---- Supplied records

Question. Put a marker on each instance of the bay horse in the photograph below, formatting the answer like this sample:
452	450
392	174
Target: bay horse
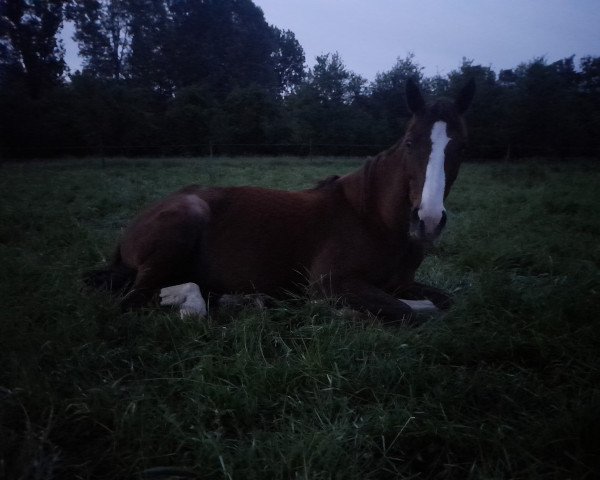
359	237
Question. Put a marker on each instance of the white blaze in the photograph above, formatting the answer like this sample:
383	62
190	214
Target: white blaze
432	197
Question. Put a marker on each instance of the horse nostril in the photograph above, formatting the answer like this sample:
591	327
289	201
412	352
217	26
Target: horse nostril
443	220
414	215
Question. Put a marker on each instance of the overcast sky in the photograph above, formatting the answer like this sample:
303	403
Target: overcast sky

--------

▸ **Task item**
Each record needs to be reproduced exactly, and no image should be carried over.

▸ **Solution for this exercise**
Question. Put a marker on each instance of the bay horse in the photograph below, formatting the answer like this sample:
452	450
392	174
Target: bay horse
359	237
Question. Put a marker on each instance of the white blaze in the photograph above, formatting the answer like this sample:
383	62
190	214
Target: white blaze
432	197
Question. Put a marker on each instance of the horse nostril in the photograph above, formatting the answer like this sample:
591	327
289	201
412	352
217	26
Target: horse nostril
443	220
414	215
Question. Put a marker on each instance of the overcast sky in the photograph above, formatting the answer like this sample:
303	403
Target: overcast sky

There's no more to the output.